━━━ EXCERPTED DATA ━━━
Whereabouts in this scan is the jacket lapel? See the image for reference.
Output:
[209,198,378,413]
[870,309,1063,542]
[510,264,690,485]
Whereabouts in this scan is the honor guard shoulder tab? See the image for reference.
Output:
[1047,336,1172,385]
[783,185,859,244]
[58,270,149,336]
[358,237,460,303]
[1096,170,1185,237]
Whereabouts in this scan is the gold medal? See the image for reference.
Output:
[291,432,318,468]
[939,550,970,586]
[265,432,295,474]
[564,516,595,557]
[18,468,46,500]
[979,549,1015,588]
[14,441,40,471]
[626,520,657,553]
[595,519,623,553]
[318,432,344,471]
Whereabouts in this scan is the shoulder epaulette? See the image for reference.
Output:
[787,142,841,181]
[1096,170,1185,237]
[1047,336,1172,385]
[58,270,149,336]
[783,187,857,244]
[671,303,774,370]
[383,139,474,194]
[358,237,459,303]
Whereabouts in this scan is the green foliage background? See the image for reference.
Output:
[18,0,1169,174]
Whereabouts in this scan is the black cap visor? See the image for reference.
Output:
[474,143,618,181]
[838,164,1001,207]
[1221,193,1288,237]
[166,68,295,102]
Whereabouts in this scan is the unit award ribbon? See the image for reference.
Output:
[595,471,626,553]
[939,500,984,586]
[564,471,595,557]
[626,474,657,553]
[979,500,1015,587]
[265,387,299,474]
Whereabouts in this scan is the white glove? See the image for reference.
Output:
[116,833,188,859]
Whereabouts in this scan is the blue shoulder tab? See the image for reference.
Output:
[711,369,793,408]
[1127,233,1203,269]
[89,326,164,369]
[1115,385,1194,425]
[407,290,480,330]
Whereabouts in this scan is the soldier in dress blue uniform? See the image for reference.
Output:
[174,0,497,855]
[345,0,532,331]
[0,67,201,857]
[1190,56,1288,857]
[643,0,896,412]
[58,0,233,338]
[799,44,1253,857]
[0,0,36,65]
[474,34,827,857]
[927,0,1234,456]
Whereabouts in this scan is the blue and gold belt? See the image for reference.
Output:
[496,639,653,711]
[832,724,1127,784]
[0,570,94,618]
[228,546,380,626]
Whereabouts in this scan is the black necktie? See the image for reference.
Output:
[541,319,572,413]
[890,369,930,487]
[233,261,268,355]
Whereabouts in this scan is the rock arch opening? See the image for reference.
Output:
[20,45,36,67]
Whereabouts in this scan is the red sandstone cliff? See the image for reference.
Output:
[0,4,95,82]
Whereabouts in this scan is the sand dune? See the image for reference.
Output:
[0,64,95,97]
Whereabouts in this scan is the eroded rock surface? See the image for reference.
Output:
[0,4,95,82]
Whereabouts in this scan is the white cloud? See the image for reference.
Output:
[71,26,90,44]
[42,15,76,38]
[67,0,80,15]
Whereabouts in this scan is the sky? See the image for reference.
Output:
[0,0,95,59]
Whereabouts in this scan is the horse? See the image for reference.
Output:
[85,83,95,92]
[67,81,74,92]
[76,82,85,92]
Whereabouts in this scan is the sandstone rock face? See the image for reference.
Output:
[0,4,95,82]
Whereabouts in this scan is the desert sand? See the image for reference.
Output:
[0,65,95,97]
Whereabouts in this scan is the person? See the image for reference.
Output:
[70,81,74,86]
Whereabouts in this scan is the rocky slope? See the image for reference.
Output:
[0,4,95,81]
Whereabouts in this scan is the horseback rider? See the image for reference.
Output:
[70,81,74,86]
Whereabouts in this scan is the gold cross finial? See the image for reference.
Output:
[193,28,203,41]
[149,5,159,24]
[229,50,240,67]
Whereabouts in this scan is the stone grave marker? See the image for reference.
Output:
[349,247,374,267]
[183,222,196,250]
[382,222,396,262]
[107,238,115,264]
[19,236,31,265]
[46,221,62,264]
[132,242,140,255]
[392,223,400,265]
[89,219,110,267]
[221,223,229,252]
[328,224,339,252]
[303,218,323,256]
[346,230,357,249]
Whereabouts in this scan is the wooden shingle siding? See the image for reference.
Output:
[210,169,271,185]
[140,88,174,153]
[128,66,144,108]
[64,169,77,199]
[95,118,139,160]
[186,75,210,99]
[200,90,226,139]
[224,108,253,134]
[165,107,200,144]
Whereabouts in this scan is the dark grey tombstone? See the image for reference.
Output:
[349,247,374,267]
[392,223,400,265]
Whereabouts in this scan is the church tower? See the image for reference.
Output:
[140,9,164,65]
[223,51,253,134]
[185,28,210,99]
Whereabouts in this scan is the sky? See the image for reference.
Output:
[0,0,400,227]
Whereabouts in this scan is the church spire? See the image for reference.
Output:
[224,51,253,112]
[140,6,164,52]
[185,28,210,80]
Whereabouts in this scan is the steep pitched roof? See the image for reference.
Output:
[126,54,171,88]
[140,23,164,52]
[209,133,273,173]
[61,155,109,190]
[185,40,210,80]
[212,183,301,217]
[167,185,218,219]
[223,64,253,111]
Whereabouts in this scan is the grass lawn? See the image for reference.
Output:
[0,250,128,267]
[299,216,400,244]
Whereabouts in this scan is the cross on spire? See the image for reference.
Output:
━━━
**OBJECTIVE**. Convert every line of the entries above into a Markdown table with the columns Row and Text. Number the rows in order and leave out any blank lines.

**RESPONSE BELOW**.
| Row | Text |
|---|---|
| 1 | Whereabouts in this scan is the jacket lapel? See the image for reference. |
| 2 | Output: |
| 3 | [209,198,378,413] |
| 4 | [870,309,1063,542] |
| 5 | [510,264,690,485] |
| 6 | Whereabouts in this scan is the honor guard shoulder tab? See the image for reference. |
| 7 | Output: |
| 8 | [1047,336,1172,385] |
| 9 | [783,185,859,244] |
| 10 | [58,270,149,336] |
| 11 | [358,237,460,303] |
| 12 | [1096,170,1185,237] |
| 13 | Whereabouts in this scan is the gold medal? See the image for reference. |
| 14 | Output: |
| 15 | [291,432,318,468] |
| 16 | [939,550,970,586] |
| 17 | [265,432,295,474] |
| 18 | [564,516,595,557] |
| 19 | [18,468,46,500] |
| 20 | [979,549,1015,588] |
| 21 | [14,441,40,471] |
| 22 | [626,520,657,553] |
| 23 | [595,519,623,553] |
| 24 | [318,432,344,471] |
| 25 | Whereabouts in this scan is the shoulder epaulette? See the image for reference. |
| 26 | Output: |
| 27 | [787,142,841,181] |
| 28 | [1096,170,1185,237] |
| 29 | [1047,336,1172,385] |
| 30 | [58,270,149,336] |
| 31 | [783,187,857,244] |
| 32 | [671,303,774,370] |
| 33 | [383,139,474,194] |
| 34 | [358,237,459,303] |
| 35 | Whereabouts in this scan is the green foliage background? See the image for reference. |
| 36 | Output: |
| 37 | [18,0,1169,174] |
| 38 | Whereabouts in this scan is the black cap visor? See the image for reference. |
| 39 | Output: |
| 40 | [474,143,618,181] |
| 41 | [838,164,1001,207] |
| 42 | [1221,193,1288,237] |
| 43 | [166,68,295,102] |
| 44 | Whereabouts in this scan is the unit award ribbon? See the image for reference. |
| 45 | Output: |
| 46 | [595,471,626,553] |
| 47 | [939,500,984,586] |
| 48 | [564,471,595,557] |
| 49 | [626,474,657,553] |
| 50 | [979,500,1015,587] |
| 51 | [265,387,299,474] |
| 52 | Whereabouts in this scan is the white glove? See the image for reference. |
| 53 | Output: |
| 54 | [116,833,188,859] |
| 55 | Whereabouts in this scan is the blue shoulder tab? See the image for reference. |
| 56 | Output: |
| 57 | [711,369,793,408] |
| 58 | [1127,233,1203,269] |
| 59 | [89,326,164,369] |
| 60 | [1115,385,1194,425] |
| 61 | [407,290,480,330] |
| 62 | Whereabouts in this scan is the soldier in dress blue uniform? See the image for reference. |
| 63 | Output: |
| 64 | [174,0,497,855] |
| 65 | [345,0,532,331] |
| 66 | [0,67,201,857] |
| 67 | [1190,56,1288,857] |
| 68 | [643,0,896,412] |
| 69 | [58,0,233,338] |
| 70 | [799,44,1253,857] |
| 71 | [0,0,36,65] |
| 72 | [474,34,827,857] |
| 73 | [927,0,1234,456] |
| 74 | Whereabouts in this scan is the blue and gold belt? See the image for reference. |
| 75 | Output: |
| 76 | [496,639,653,711] |
| 77 | [832,724,1127,784] |
| 78 | [0,570,94,618] |
| 79 | [228,546,380,626] |
| 80 | Whereabouts in this scan is the black necktie? See the image for reference. |
| 81 | Output: |
| 82 | [541,319,572,413] |
| 83 | [890,369,930,487] |
| 84 | [233,261,268,355] |
| 85 | Whereabouts in this scan is the rock arch opening? See the image for reference. |
| 86 | Output: |
| 87 | [20,45,36,67] |
| 88 | Whereabouts in this scan is the red sandstone cliff? See the image for reference. |
| 89 | Output: |
| 90 | [0,4,95,82] |
| 91 | Whereabouts in this scan is the sand dune? See the image for reference. |
| 92 | Output: |
| 93 | [0,64,95,97] |
| 94 | Whereabouts in this scan is the eroded rock surface? See the image for reference. |
| 95 | Output: |
| 96 | [0,4,95,82] |
| 97 | Whereabouts in this scan is the white cloud? See the image for reference. |
| 98 | Output: |
| 99 | [71,26,90,44] |
| 100 | [42,15,76,38] |
| 101 | [67,0,80,15] |
| 102 | Whereabouts in this scan is the sky? See the image for reference. |
| 103 | Output: |
| 104 | [0,0,95,59] |
| 105 | Whereabouts in this scan is the horse? See the image for reference. |
| 106 | Output: |
| 107 | [85,83,95,92] |
| 108 | [67,81,74,92] |
| 109 | [76,82,85,92] |
| 110 | Whereabouts in this scan is the sandstone rock face? See the image for reference. |
| 111 | Output: |
| 112 | [0,4,95,82] |
| 113 | Whereabouts in this scan is the desert sand? See the image for reference. |
| 114 | Output: |
| 115 | [0,65,95,97] |
| 116 | Whereabouts in this scan is the person? See the image for reference. |
| 117 | Output: |
| 118 | [70,81,74,86] |
| 119 | Whereabouts in this scan is the rocky slope? See the image for reference. |
| 120 | Output: |
| 121 | [0,4,95,81] |
| 122 | Whereabouts in this scan is the horseback rider? See the image for reference. |
| 123 | Output: |
| 124 | [70,81,74,86] |
| 125 | Whereabouts in this scan is the gold cross finial? See the image for reference. |
| 126 | Output: |
| 127 | [193,28,203,41] |
| 128 | [149,5,159,24] |
| 129 | [229,50,240,67] |
| 130 | Whereabouts in this scan is the stone grave marker? See the image for reference. |
| 131 | Output: |
| 132 | [349,247,374,267] |
| 133 | [183,222,196,250] |
| 134 | [382,222,396,262] |
| 135 | [107,238,115,264] |
| 136 | [19,236,31,265] |
| 137 | [46,221,62,264] |
| 138 | [132,242,140,255] |
| 139 | [392,223,400,265] |
| 140 | [89,219,110,267] |
| 141 | [221,223,229,252] |
| 142 | [328,224,339,252] |
| 143 | [303,218,323,256] |
| 144 | [346,230,357,249] |
| 145 | Whereabouts in this scan is the wooden shingle siding? See the image for reference. |
| 146 | Output: |
| 147 | [210,169,271,185] |
| 148 | [140,88,174,153] |
| 149 | [128,66,144,108] |
| 150 | [64,169,77,199] |
| 151 | [95,118,139,160] |
| 152 | [186,75,210,99] |
| 153 | [200,90,226,139] |
| 154 | [224,108,253,134] |
| 155 | [165,107,200,144] |
| 156 | Whereabouts in this scan is the dark grey tombstone? See the image for reference. |
| 157 | Output: |
| 158 | [349,247,374,267] |
| 159 | [392,223,400,265] |
| 160 | Whereabouts in this scan is the church tower? See the image for reference. |
| 161 | Output: |
| 162 | [140,9,164,65] |
| 163 | [223,51,253,134] |
| 164 | [185,28,210,99] |
| 165 | Whereabouts in this scan is the sky? See the image for reference. |
| 166 | Output: |
| 167 | [0,0,400,227] |
| 168 | Whereabouts in this scan is the church spire? See the image for reference. |
| 169 | Output: |
| 170 | [224,51,253,112] |
| 171 | [140,6,164,52] |
| 172 | [185,28,210,80] |
| 173 | Whereabouts in this scan is the steep pitched roof? See the image for reference. |
| 174 | Output: |
| 175 | [126,54,171,88] |
| 176 | [140,23,164,52] |
| 177 | [209,133,273,173] |
| 178 | [61,155,109,190] |
| 179 | [185,40,210,80] |
| 180 | [212,183,301,217] |
| 181 | [167,185,218,219] |
| 182 | [223,64,253,111] |
| 183 | Whereabouts in this scan is the grass lawn? See the image for reference. |
| 184 | Output: |
| 185 | [0,250,128,267] |
| 186 | [299,216,400,244] |
| 187 | Whereabouts in this scan is the cross on spire? See the image for reference. |
| 188 | Output: |